> [WHAT IS BEING ASKED]: Transcribe the part of the trauma funding editorial starting with "I hope that" and going on through "STN leadership team.".

> [EXERCISE PASSAGE]:
※ ※ ※
Unfortunately, as I mentioned earlier, not all of the news have been positive. Federal funding that had been available for the development of trauma systems since 1990 was cut from the budget for fiscal year 2006. This money created the Trauma-Emergency Medical Services System in HRSA. Under Cheryl Anderson's leadership, this program helped to make huge strides in the development of trauma systems across the United States. Through small grants, some states were able to make great progress in developing their state trauma systems and states with mature systems were able to acquire grants to make improvements. In addition, grant holders were required to attend an annual meeting where, for the first time ever, state trauma system managers could network, share information, and work together. This program greatly benefited many states and the nation as a whole.


Many other Trauma initiatives have benefited from HRSA funding including the development of the National Trauma Registry Standardization Project Data Dictionary previously discussed. TOPIC, STN's trauma outcomes and performance improvement course, also greatly benefited from funding received through a HRSA Trauma grant. Through the grant, we were able to increase the number of courses presented, improving the knowledge of trauma performance improvement for many trauma practitioners.


Loss of this funding has caused the dissolution of the entire HRSA trauma program. As I write this editorial today, work is under way to attempt to reinstate funding for fiscal year 2007. As leaders in trauma care, I call upon you to visit the STN ( and ACS ( Web sites frequently and to stay alert to listserv notices for calls to action for trauma funding. You can also register at to receive e-mails from the ACS Legislative Action Center and for notices of important times to act. I also encourage you to use the ACS site to e-mail letters to your legislators. This is quick and easy to do and provides information to ACS when they state their case to the appropriate legislators. Remember, when you communicate with your legislators, always let them know that you are a trauma nurse and a voter. This combination is extremely powerful.


I hope that by the time that you read this journal issue, we would have been successful in reinstating this funding. However, this situation proves that we can never take trauma funding for granted. It is always at risk. It may be exceedingly clear to us why trauma systems and trauma centers are even more important now with the threat of terrorist and natural disasters, but this is not always clear to those who have the power to allocate this money.


In summary, our efforts to create a nationwide trauma system in the United States and, I am sure, in many other countries continue to be a challenge. For every major step forward, we need to be vigilant to ensure that efforts that we may have taken for granted are not lost.



I would also like to welcome 2 important additions to the STN leadership team.


I am very happy to announce Kathryn Schroeter, PhD, RN, CNOR, as the new editor in chief of the Journal of Trauma Nursing. Kathryn has a wealth of experience in editing, writing for publication, education, and clinical care. We are extremely fortunate to have her join us.


Pat Manion, RN, MS, CCRN, CEN, Trauma Coordinator at Genesys Regional Medical Center in Michigan, has also joined us as Annual Conference Chair. Pat has been a member of the planning committee for the past 2 years and has led many successful conferences in her home state.


I am sure that you will be hearing a lot from both Kathryn and Pat in the near future.
※ ※ ※
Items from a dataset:
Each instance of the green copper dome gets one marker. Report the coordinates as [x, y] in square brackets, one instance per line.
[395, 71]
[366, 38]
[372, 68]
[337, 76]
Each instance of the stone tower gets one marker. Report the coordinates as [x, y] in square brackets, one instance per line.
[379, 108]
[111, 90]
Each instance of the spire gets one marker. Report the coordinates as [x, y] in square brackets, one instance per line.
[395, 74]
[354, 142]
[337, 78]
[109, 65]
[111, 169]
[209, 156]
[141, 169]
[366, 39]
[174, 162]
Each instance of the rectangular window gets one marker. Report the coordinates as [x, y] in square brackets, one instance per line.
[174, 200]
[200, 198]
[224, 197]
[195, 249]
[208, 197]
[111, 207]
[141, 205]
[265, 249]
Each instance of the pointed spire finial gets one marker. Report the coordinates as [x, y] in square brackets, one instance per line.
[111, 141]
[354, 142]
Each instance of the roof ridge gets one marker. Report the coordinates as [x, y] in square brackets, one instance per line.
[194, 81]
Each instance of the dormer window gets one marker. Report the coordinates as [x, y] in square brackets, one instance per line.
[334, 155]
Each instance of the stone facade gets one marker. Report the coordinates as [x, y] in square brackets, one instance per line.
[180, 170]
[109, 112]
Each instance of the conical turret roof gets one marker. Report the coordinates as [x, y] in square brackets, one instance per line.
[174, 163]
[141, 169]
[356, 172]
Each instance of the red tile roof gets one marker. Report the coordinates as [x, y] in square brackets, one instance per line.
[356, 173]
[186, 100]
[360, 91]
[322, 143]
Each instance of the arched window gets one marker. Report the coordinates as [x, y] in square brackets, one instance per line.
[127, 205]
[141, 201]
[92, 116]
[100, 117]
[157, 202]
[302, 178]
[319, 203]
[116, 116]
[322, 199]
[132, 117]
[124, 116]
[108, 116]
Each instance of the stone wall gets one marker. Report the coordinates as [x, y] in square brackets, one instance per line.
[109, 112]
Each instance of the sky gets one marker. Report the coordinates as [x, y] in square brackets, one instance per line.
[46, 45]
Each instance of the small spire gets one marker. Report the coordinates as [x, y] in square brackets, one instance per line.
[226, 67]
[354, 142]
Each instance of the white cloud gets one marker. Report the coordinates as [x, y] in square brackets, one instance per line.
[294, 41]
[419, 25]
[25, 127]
※ ※ ※
> [SOLUTION TO THIS PROBLEM]:
I hope that by the time that you read this journal issue, we would have been successful in reinstating this funding. However, this situation proves that we can never take trauma funding for granted. It is always at risk. It may be exceedingly clear to us why trauma systems and trauma centers are even more important now with the threat of terrorist and natural disasters, but this is not always clear to those who have the power to allocate this money.


In summary, our efforts to create a nationwide trauma system in the United States and, I am sure, in many other countries continue to be a challenge. For every major step forward, we need to be vigilant to ensure that efforts that we may have taken for granted are not lost.



I would also like to welcome 2 important additions to the STN leadership team.